● **Challenge**: Locate every line in the records below that contains the string "Example", treating uppercase and lowercase letters as distinct, and copy each such line.

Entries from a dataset
◇ ◇ ◇ ◇

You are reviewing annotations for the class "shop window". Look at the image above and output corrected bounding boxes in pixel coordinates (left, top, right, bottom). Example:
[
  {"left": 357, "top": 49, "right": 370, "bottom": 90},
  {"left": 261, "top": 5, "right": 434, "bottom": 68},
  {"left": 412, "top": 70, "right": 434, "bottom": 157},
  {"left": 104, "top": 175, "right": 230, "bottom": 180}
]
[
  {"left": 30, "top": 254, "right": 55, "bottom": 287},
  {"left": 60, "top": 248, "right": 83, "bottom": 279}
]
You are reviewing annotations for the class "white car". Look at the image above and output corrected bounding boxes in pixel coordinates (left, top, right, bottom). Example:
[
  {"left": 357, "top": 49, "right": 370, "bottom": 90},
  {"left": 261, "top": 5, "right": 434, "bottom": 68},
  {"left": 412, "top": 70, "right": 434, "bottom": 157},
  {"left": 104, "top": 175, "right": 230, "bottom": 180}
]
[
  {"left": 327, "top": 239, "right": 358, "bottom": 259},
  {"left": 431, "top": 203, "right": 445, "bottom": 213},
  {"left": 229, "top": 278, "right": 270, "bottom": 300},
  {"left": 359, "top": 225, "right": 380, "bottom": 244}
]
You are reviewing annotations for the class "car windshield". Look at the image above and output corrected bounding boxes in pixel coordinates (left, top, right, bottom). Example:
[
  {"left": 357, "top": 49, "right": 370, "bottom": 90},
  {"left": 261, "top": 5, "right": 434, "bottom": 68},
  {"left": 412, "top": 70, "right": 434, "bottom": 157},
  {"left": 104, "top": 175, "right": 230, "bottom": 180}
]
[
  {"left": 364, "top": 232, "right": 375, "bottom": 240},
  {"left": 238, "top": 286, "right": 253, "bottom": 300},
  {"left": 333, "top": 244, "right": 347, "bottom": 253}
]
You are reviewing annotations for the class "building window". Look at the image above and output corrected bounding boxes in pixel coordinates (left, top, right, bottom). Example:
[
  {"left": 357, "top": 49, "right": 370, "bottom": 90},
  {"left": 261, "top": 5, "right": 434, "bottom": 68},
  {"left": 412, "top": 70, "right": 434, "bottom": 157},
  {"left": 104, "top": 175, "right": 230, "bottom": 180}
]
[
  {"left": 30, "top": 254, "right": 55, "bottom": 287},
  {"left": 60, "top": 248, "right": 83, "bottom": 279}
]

◇ ◇ ◇ ◇

● **Written answer**:
You are reviewing annotations for the class "shop window". Look at the image above and output corrected bounding boxes in pixel coordinates (left, top, right, bottom). Example:
You are reviewing annotations for the class "white car". Look at the image above and output corrected bounding boxes in pixel coordinates (left, top, right, bottom). Example:
You are reviewing annotations for the class "car windshield". Look at the image above and output corrected bounding boxes in pixel coordinates (left, top, right, bottom). Example:
You are reviewing annotations for the class "building window". Look at the image above and output corrected bounding boxes in pixel coordinates (left, top, right, bottom). Example:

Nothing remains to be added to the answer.